**OBJECTIVE:**
Output, word for word, the line that contains "Would you be able to pin the tree in" and all lines following it to the end of the listing. Drop the pictures.

**ROWS:**
====================

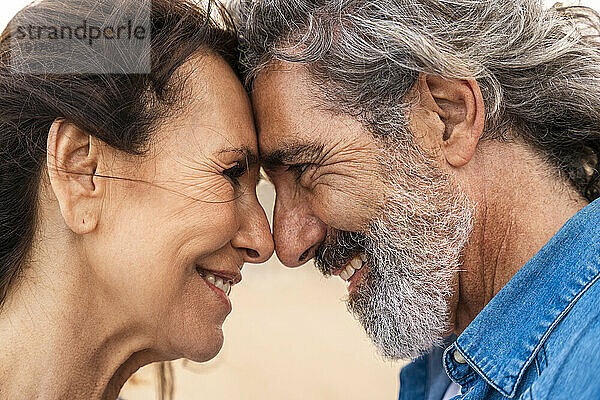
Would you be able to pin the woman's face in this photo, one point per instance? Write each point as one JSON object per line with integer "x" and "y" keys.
{"x": 158, "y": 243}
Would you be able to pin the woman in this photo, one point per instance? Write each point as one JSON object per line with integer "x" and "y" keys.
{"x": 127, "y": 205}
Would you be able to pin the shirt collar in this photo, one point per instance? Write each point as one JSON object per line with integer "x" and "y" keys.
{"x": 504, "y": 338}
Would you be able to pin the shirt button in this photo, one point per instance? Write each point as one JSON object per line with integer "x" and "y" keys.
{"x": 458, "y": 357}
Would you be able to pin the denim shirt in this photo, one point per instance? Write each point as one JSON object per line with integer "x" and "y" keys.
{"x": 539, "y": 337}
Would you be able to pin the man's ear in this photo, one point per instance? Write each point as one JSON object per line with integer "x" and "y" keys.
{"x": 72, "y": 159}
{"x": 459, "y": 105}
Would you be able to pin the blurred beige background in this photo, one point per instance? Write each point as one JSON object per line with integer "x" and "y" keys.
{"x": 288, "y": 337}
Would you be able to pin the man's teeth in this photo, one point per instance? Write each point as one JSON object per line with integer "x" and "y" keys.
{"x": 217, "y": 281}
{"x": 354, "y": 265}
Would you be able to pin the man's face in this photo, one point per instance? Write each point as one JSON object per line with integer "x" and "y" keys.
{"x": 384, "y": 217}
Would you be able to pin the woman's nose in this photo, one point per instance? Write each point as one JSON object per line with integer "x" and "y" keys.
{"x": 254, "y": 237}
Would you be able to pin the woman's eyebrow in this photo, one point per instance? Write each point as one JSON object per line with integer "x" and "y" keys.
{"x": 292, "y": 154}
{"x": 250, "y": 156}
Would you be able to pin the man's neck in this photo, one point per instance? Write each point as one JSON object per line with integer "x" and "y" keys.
{"x": 520, "y": 206}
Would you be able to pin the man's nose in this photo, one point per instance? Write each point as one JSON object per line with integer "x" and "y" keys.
{"x": 297, "y": 232}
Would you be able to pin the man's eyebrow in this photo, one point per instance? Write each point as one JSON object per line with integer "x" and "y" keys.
{"x": 250, "y": 156}
{"x": 291, "y": 154}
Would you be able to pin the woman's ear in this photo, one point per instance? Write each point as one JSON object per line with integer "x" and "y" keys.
{"x": 459, "y": 106}
{"x": 72, "y": 160}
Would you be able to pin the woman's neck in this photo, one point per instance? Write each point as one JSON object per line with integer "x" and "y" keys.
{"x": 61, "y": 340}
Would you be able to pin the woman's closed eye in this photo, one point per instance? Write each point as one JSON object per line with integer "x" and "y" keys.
{"x": 298, "y": 169}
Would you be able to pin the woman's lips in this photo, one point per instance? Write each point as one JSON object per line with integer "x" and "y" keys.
{"x": 353, "y": 271}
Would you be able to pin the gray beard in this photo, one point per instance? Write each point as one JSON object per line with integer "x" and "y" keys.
{"x": 413, "y": 251}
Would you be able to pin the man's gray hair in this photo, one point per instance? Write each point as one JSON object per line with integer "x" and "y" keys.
{"x": 538, "y": 68}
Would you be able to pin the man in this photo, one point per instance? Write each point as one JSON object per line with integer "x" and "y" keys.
{"x": 442, "y": 157}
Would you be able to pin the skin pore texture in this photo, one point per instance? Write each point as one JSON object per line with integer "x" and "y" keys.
{"x": 112, "y": 281}
{"x": 444, "y": 223}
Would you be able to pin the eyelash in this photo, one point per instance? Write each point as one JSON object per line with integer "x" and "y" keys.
{"x": 235, "y": 172}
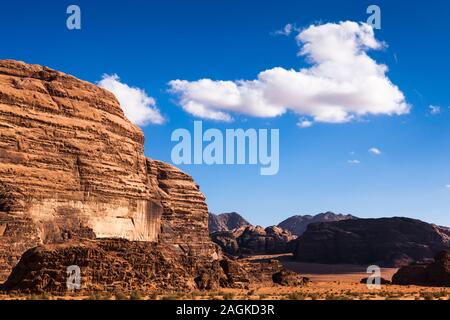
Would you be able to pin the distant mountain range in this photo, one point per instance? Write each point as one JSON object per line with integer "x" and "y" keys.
{"x": 226, "y": 222}
{"x": 297, "y": 225}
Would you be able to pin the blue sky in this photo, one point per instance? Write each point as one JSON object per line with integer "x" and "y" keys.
{"x": 150, "y": 43}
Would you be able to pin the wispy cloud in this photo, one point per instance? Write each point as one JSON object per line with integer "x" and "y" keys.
{"x": 136, "y": 104}
{"x": 375, "y": 151}
{"x": 434, "y": 110}
{"x": 286, "y": 31}
{"x": 342, "y": 84}
{"x": 304, "y": 123}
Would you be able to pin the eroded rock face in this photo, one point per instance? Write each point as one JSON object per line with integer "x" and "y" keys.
{"x": 73, "y": 167}
{"x": 117, "y": 265}
{"x": 226, "y": 222}
{"x": 290, "y": 279}
{"x": 297, "y": 225}
{"x": 254, "y": 240}
{"x": 388, "y": 242}
{"x": 431, "y": 274}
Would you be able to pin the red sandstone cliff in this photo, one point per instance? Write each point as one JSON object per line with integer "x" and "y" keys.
{"x": 73, "y": 167}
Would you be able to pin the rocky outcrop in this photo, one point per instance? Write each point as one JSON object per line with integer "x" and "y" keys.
{"x": 254, "y": 240}
{"x": 226, "y": 222}
{"x": 117, "y": 265}
{"x": 434, "y": 273}
{"x": 297, "y": 224}
{"x": 389, "y": 242}
{"x": 72, "y": 167}
{"x": 289, "y": 279}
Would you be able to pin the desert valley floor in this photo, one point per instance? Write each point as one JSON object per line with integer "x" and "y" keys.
{"x": 328, "y": 282}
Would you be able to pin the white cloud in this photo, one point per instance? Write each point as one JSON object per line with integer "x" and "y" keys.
{"x": 286, "y": 31}
{"x": 305, "y": 123}
{"x": 375, "y": 151}
{"x": 341, "y": 84}
{"x": 136, "y": 104}
{"x": 434, "y": 109}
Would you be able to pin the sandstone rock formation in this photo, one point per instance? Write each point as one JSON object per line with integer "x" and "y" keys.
{"x": 389, "y": 242}
{"x": 297, "y": 224}
{"x": 254, "y": 240}
{"x": 73, "y": 167}
{"x": 434, "y": 273}
{"x": 290, "y": 279}
{"x": 226, "y": 222}
{"x": 117, "y": 265}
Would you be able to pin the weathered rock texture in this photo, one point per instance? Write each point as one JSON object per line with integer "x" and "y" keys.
{"x": 115, "y": 265}
{"x": 226, "y": 222}
{"x": 254, "y": 240}
{"x": 290, "y": 279}
{"x": 389, "y": 242}
{"x": 434, "y": 273}
{"x": 73, "y": 167}
{"x": 297, "y": 224}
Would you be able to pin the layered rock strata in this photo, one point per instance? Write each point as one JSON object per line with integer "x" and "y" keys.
{"x": 73, "y": 167}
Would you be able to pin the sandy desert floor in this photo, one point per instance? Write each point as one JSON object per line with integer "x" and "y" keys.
{"x": 328, "y": 282}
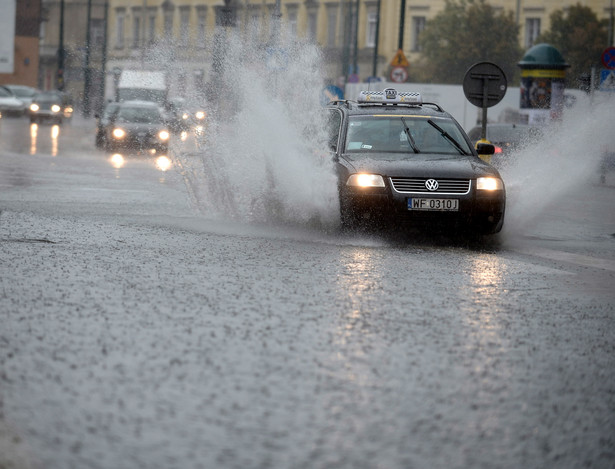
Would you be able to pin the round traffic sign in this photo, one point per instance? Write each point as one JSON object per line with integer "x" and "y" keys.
{"x": 484, "y": 84}
{"x": 608, "y": 58}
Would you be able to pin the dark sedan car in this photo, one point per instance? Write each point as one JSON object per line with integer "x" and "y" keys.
{"x": 404, "y": 162}
{"x": 137, "y": 126}
{"x": 103, "y": 120}
{"x": 50, "y": 106}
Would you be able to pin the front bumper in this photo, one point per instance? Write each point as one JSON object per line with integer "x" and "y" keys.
{"x": 140, "y": 141}
{"x": 478, "y": 211}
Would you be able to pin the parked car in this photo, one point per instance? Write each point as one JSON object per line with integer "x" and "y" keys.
{"x": 10, "y": 105}
{"x": 51, "y": 106}
{"x": 103, "y": 121}
{"x": 405, "y": 163}
{"x": 137, "y": 126}
{"x": 23, "y": 92}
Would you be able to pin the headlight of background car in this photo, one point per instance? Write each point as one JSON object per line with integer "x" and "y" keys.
{"x": 365, "y": 180}
{"x": 489, "y": 184}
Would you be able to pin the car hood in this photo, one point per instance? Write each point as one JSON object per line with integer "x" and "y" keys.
{"x": 142, "y": 127}
{"x": 9, "y": 101}
{"x": 420, "y": 165}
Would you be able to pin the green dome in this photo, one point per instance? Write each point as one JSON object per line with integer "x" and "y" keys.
{"x": 543, "y": 56}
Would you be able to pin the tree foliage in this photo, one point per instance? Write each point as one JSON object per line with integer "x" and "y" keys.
{"x": 579, "y": 36}
{"x": 464, "y": 33}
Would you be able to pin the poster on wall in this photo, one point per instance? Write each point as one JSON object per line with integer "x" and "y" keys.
{"x": 7, "y": 36}
{"x": 542, "y": 96}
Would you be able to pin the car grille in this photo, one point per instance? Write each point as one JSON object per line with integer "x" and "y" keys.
{"x": 417, "y": 186}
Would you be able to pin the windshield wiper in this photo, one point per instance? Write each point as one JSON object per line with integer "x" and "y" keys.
{"x": 448, "y": 137}
{"x": 409, "y": 136}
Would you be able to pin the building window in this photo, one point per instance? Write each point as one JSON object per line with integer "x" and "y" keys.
{"x": 372, "y": 26}
{"x": 168, "y": 23}
{"x": 418, "y": 24}
{"x": 532, "y": 31}
{"x": 292, "y": 23}
{"x": 136, "y": 27}
{"x": 97, "y": 31}
{"x": 254, "y": 25}
{"x": 331, "y": 26}
{"x": 120, "y": 19}
{"x": 312, "y": 22}
{"x": 151, "y": 26}
{"x": 201, "y": 33}
{"x": 184, "y": 25}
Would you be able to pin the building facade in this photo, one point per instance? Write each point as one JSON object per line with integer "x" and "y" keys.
{"x": 26, "y": 58}
{"x": 359, "y": 38}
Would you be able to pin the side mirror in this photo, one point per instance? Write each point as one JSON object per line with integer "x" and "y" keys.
{"x": 485, "y": 149}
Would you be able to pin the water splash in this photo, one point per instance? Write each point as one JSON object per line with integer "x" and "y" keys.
{"x": 558, "y": 165}
{"x": 263, "y": 160}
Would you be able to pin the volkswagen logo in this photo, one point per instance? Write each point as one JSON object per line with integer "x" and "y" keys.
{"x": 431, "y": 185}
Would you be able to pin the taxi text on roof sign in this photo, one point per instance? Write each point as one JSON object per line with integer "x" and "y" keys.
{"x": 400, "y": 59}
{"x": 390, "y": 95}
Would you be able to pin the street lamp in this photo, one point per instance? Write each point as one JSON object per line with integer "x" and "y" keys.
{"x": 60, "y": 72}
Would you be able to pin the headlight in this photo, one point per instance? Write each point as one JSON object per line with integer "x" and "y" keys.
{"x": 489, "y": 184}
{"x": 365, "y": 180}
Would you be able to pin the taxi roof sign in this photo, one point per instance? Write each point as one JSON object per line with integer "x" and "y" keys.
{"x": 390, "y": 96}
{"x": 400, "y": 59}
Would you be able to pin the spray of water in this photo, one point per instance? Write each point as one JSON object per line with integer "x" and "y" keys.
{"x": 551, "y": 169}
{"x": 264, "y": 157}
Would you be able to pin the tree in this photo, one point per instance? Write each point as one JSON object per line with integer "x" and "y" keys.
{"x": 464, "y": 33}
{"x": 579, "y": 36}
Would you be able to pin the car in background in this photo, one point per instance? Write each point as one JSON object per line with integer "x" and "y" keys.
{"x": 184, "y": 116}
{"x": 11, "y": 105}
{"x": 51, "y": 106}
{"x": 23, "y": 92}
{"x": 137, "y": 126}
{"x": 103, "y": 120}
{"x": 506, "y": 137}
{"x": 407, "y": 164}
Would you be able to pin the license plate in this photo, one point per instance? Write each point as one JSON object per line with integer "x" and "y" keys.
{"x": 444, "y": 205}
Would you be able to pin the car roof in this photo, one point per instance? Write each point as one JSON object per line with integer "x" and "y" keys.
{"x": 389, "y": 101}
{"x": 138, "y": 103}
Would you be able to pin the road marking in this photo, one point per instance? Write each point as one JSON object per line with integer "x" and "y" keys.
{"x": 578, "y": 259}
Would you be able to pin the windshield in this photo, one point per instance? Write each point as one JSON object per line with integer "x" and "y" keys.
{"x": 139, "y": 115}
{"x": 369, "y": 134}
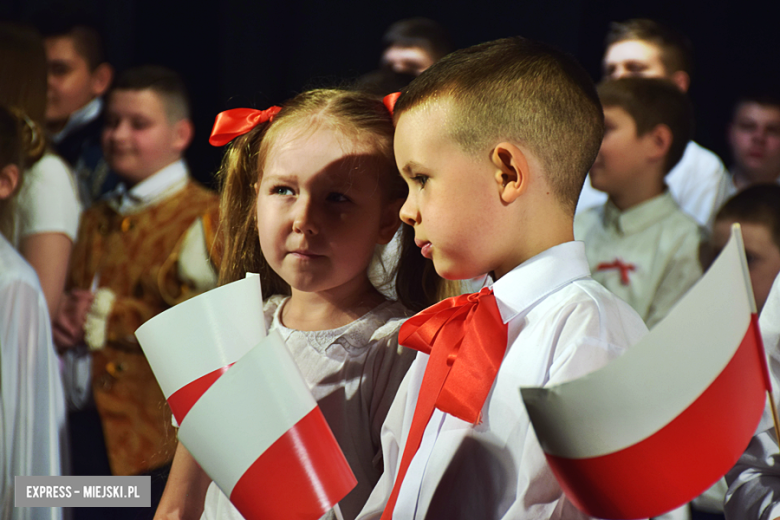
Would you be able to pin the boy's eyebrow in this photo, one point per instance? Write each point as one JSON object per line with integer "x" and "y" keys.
{"x": 410, "y": 165}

====================

**SOLUTION TO THE EXERCISE:**
Would you be able to pin the tree in this photo, one point per instance? Write each point as one JSON object per line with integer "x" and "y" keys.
{"x": 464, "y": 33}
{"x": 579, "y": 36}
Would you be able to pin the car in background in this photo, one point per instance? Write each point as one JSON object per line with integer "x" and "y" keys.
{"x": 184, "y": 116}
{"x": 11, "y": 105}
{"x": 51, "y": 106}
{"x": 23, "y": 92}
{"x": 137, "y": 126}
{"x": 103, "y": 120}
{"x": 506, "y": 137}
{"x": 407, "y": 164}
Would you be able to pin the license plate in this photo, one point per instance? Write each point as one JSON object per line with integer "x" and "y" keys.
{"x": 444, "y": 205}
Would you be able to pin the car roof in this photo, one point per instance? Write each point as one JSON object per line with integer "x" and "y" keys.
{"x": 389, "y": 101}
{"x": 138, "y": 103}
Would you be able to pin the road marking in this photo, one point per instance? Write each point as one JSON object per line with integer "x" and "y" keys.
{"x": 578, "y": 259}
Would you be able to pin the windshield in this photo, one point per instance? Write each point as one JSON object per line with integer "x" and "y" keys.
{"x": 139, "y": 115}
{"x": 369, "y": 134}
Would you be able to pin the boy's eyebrow in this photo, one point per instance? Write each point as one JSON object per line with integer "x" and "y" keys.
{"x": 410, "y": 165}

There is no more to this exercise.